-- GOAL --
Reproduce each of the rows below word for word, leaving out the pictures.

-- TASK MATERIAL --
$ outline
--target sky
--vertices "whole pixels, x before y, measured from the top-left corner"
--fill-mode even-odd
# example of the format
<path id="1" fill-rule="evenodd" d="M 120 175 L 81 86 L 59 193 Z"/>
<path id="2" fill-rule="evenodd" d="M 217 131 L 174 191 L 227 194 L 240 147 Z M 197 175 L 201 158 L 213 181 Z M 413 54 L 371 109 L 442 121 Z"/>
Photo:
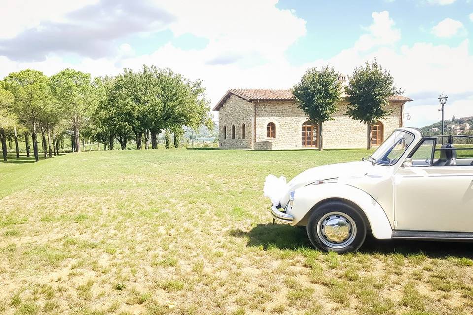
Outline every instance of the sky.
<path id="1" fill-rule="evenodd" d="M 30 68 L 114 75 L 143 64 L 203 80 L 212 108 L 229 88 L 293 86 L 329 64 L 376 58 L 411 118 L 473 116 L 473 0 L 0 0 L 0 78 Z"/>

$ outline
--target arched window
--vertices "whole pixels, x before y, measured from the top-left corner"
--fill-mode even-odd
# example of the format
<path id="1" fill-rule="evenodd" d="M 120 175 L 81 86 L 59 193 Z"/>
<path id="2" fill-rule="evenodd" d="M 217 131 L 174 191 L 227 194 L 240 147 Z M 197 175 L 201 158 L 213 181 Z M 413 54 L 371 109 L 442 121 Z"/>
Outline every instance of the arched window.
<path id="1" fill-rule="evenodd" d="M 268 123 L 266 125 L 266 137 L 272 138 L 276 137 L 276 124 L 272 122 Z"/>
<path id="2" fill-rule="evenodd" d="M 303 147 L 317 146 L 317 123 L 307 121 L 302 124 L 301 134 L 302 136 L 302 145 Z"/>
<path id="3" fill-rule="evenodd" d="M 383 143 L 383 123 L 378 121 L 371 125 L 371 145 L 378 146 Z"/>

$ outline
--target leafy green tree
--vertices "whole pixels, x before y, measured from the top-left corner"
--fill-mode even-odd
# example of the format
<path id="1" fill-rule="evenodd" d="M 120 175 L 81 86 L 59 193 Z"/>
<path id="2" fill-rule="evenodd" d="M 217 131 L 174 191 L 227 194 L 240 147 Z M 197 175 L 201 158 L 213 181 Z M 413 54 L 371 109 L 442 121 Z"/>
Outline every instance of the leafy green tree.
<path id="1" fill-rule="evenodd" d="M 312 68 L 307 70 L 301 81 L 291 89 L 298 102 L 298 107 L 310 121 L 317 123 L 317 144 L 320 150 L 324 148 L 323 124 L 333 119 L 332 116 L 337 111 L 337 104 L 341 99 L 339 75 L 328 65 L 320 70 Z"/>
<path id="2" fill-rule="evenodd" d="M 92 80 L 90 74 L 65 69 L 51 77 L 53 95 L 61 114 L 74 132 L 75 151 L 80 152 L 81 128 L 89 122 L 97 106 L 100 79 Z"/>
<path id="3" fill-rule="evenodd" d="M 6 140 L 9 129 L 15 124 L 15 117 L 11 113 L 11 107 L 13 102 L 13 95 L 0 85 L 0 142 L 3 160 L 8 160 L 8 148 Z"/>
<path id="4" fill-rule="evenodd" d="M 128 125 L 138 150 L 141 148 L 143 135 L 149 129 L 150 116 L 159 115 L 155 106 L 157 86 L 154 77 L 146 66 L 138 72 L 125 69 L 115 78 L 108 96 L 110 110 L 119 121 Z"/>
<path id="5" fill-rule="evenodd" d="M 13 95 L 14 112 L 31 130 L 33 152 L 37 161 L 36 128 L 43 117 L 44 108 L 51 102 L 49 78 L 40 71 L 29 69 L 10 73 L 5 78 L 4 85 Z"/>
<path id="6" fill-rule="evenodd" d="M 371 126 L 391 111 L 386 108 L 390 96 L 401 95 L 389 72 L 375 60 L 356 68 L 346 89 L 348 94 L 346 114 L 367 125 L 367 148 L 371 149 Z"/>

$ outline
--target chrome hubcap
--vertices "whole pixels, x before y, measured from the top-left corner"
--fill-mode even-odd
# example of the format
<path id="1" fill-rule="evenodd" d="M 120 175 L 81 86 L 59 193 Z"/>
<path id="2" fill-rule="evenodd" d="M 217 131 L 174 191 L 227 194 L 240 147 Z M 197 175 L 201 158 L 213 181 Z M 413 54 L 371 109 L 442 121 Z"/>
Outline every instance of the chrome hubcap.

-- SOLUTION TO THIS PROBLEM --
$ outline
--target sky
--vertices "whole pixels, x before y, measured from the top-left corner"
--fill-mode even-odd
# example of the format
<path id="1" fill-rule="evenodd" d="M 120 175 L 81 86 L 59 193 Z"/>
<path id="2" fill-rule="evenodd" d="M 217 131 L 174 191 L 227 194 L 240 147 Z M 197 175 L 201 158 L 213 181 Z M 413 54 L 371 109 L 442 121 Z"/>
Photo:
Outline every instance of the sky.
<path id="1" fill-rule="evenodd" d="M 30 68 L 114 75 L 143 64 L 203 80 L 212 108 L 229 88 L 293 86 L 329 64 L 376 58 L 411 118 L 473 116 L 473 0 L 0 0 L 0 78 Z"/>

$ outline
--target arched window
--vertices "whole pixels, x before y, measured from the top-left corner"
--fill-mode even-odd
# example of the format
<path id="1" fill-rule="evenodd" d="M 120 175 L 81 86 L 59 193 Z"/>
<path id="2" fill-rule="evenodd" d="M 217 131 L 174 191 L 227 194 L 240 147 Z M 197 175 L 201 158 L 213 181 Z M 413 54 L 371 109 L 442 121 Z"/>
Outline every instance of the arched window.
<path id="1" fill-rule="evenodd" d="M 268 123 L 266 125 L 266 137 L 272 138 L 276 137 L 276 124 L 272 122 Z"/>
<path id="2" fill-rule="evenodd" d="M 303 147 L 317 146 L 317 123 L 307 121 L 302 124 L 301 134 L 302 136 L 302 145 Z"/>
<path id="3" fill-rule="evenodd" d="M 383 143 L 383 123 L 378 121 L 371 125 L 371 145 L 378 146 Z"/>

$ outline
--target leafy green tree
--vertices "whole pixels, x before y, measured from the top-left corner"
--fill-mode even-odd
# example of the format
<path id="1" fill-rule="evenodd" d="M 120 175 L 81 86 L 59 193 Z"/>
<path id="2" fill-rule="evenodd" d="M 217 131 L 174 191 L 227 194 L 240 147 Z M 197 175 L 201 158 L 213 181 Z M 413 54 L 371 109 L 442 121 Z"/>
Outline every instance of the leafy green tree.
<path id="1" fill-rule="evenodd" d="M 312 68 L 307 70 L 301 81 L 291 89 L 298 102 L 298 107 L 310 121 L 317 123 L 317 144 L 320 150 L 324 148 L 323 124 L 333 119 L 332 116 L 337 111 L 337 104 L 341 99 L 339 75 L 328 65 L 320 70 Z"/>
<path id="2" fill-rule="evenodd" d="M 92 80 L 90 74 L 65 69 L 51 77 L 53 95 L 61 114 L 74 132 L 75 151 L 80 152 L 81 128 L 89 122 L 97 106 L 100 79 Z"/>
<path id="3" fill-rule="evenodd" d="M 6 140 L 9 129 L 15 124 L 15 117 L 11 113 L 11 107 L 13 102 L 13 95 L 0 85 L 0 142 L 3 160 L 8 160 L 8 148 Z"/>
<path id="4" fill-rule="evenodd" d="M 128 125 L 138 150 L 141 148 L 143 135 L 149 129 L 150 116 L 159 115 L 155 106 L 157 86 L 154 77 L 146 66 L 138 72 L 125 69 L 115 78 L 108 96 L 110 110 L 119 121 Z"/>
<path id="5" fill-rule="evenodd" d="M 13 95 L 14 112 L 31 130 L 33 152 L 37 161 L 36 128 L 43 117 L 44 108 L 51 102 L 49 78 L 40 71 L 29 69 L 10 73 L 5 78 L 4 85 Z"/>
<path id="6" fill-rule="evenodd" d="M 371 126 L 391 111 L 386 108 L 390 96 L 401 95 L 389 72 L 375 60 L 356 68 L 346 89 L 348 94 L 346 114 L 367 125 L 367 148 L 371 149 Z"/>

$ outline
--target chrome hubcap
--vertices "whole pixels, x before y, measured from the top-left corner"
--fill-mode even-odd
# example of the format
<path id="1" fill-rule="evenodd" d="M 120 175 L 81 86 L 59 193 Z"/>
<path id="2" fill-rule="evenodd" d="M 217 131 L 174 191 L 227 194 L 240 147 Z M 197 175 L 201 158 L 213 181 Z M 413 54 L 371 109 L 442 121 Z"/>
Outline every instance of the chrome hubcap.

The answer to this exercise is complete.